▶ Article:
--------------------------------
In Triad Fin'l Corp. v. Weathington, (In re Weathington), 254 B.R. 895 (B.A.P. 6th Cir. 2000), the Bankruptcy Appellate Panel for the Sixth Circuit held that the appropriate valuation standard for purposes of section 722 redemption is the liquidation, or wholesale, value of the collateral. Weathington. 254 B.R. 895, 900. In reaching this conclusion, the BAP provided a thorough analysis of the United States Supreme Court decision in Associates Commercial Corp. v. Rash, 520 U.S. 953 (1997), which involved valuation in a Chapter 13 cramdown. Weathington. 254 B.R. at 898-99. In Rash, the Supreme Court held that "pursuant to § 506(a), the value of property retained when the debtor utilizes the cramdown provision if 1325(a)(5)(b) is `the cost that the debtor would incur to obtain a like asset for the same proposed. . . use.'" Weathington 254 B.R. at 898 (quoting Rash 520 U.S. at 965). The court in Weathington determined the rationale of Rash was useful but not binding because Rash dealt with the issue of valuation in the context of a Chapter 13 cramdown rather than in the context of a Chapter 7 redemption, stating:

After Rash, the bankruptcy court decisions addressing the valuation of collateral in the context of a Chapter 7 redemption have recognized that the use and disposition of collateral in the Chapter 7 redemption context is quite different from the Chapter 13 cramdown context. These decisions have thus determined that the replacement value is not an appropriate valuation standard. Rather, these cases conclude that the creditor's allowed claim in these circumstances should be determined by the liquidation value, the amount that the creditor would receive if the creditor repossessed and sold the collateral in the manner most beneficial to the creditor.

Weathington. 254 at B.R. 899 (citing In re Henderson 235 B.R. 425 (Bankr. C.D. Ill. 1999); In re Dunbar. 234 B.R. 895 (Bankr. ED. Tenn. 1999); In re Williams. 224 B.R. 873 (Bankr. S.D. Ohio 1998); In re Donley, 217 B.R. 1004 (Bankr. S.D. Ohio 1998)). The court noted that the terms "liquidation" and "wholesale" were used interchangeably, referring to both terms as the expected recovery by the secured creditor upon repossession and sale by auction or other wholesale means. Weathington, 254 at 899 n. 1.

In reaching its decision, the court in Weathington found the rationale in Donley particularly persuasive, stating:

A determination of value is made on the basis of the proposed use and disposition of the collateral, as Rash holds. Appreciating the economic realities, Donley recognized that the disposition is different when a debtor redeems property in Chapter 7 by paying off the creditor, as opposed to the disposition in Chapter 13 in which a debtor continues making payments to the creditor over time and the creditor incurs the dual risks of both loss of payment and loss of value as the collateral deteriorates over time. In contrast to the Chapter 13 cramdown scenario described in Rash there is no distinction in the economic consequences to the creditor between surrender and redemption in Chapter 7.
--------------------------------
▶ Data segment:
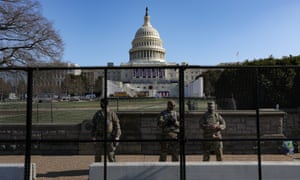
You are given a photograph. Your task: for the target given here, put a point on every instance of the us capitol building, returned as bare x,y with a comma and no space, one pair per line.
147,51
--------------------------------
▶ What is expected:
Can you rewrite the Weathington passage from "In reaching its" to "in Chapter 7.", swapping each "Donley" for "the Donley decision"?

▶ Answer to this task:
In reaching its decision, the court in Weathington found the rationale in the Donley decision particularly persuasive, stating:

A determination of value is made on the basis of the proposed use and disposition of the collateral, as Rash holds. Appreciating the economic realities, the Donley decision recognized that the disposition is different when a debtor redeems property in Chapter 7 by paying off the creditor, as opposed to the disposition in Chapter 13 in which a debtor continues making payments to the creditor over time and the creditor incurs the dual risks of both loss of payment and loss of value as the collateral deteriorates over time. In contrast to the Chapter 13 cramdown scenario described in Rash there is no distinction in the economic consequences to the creditor between surrender and redemption in Chapter 7.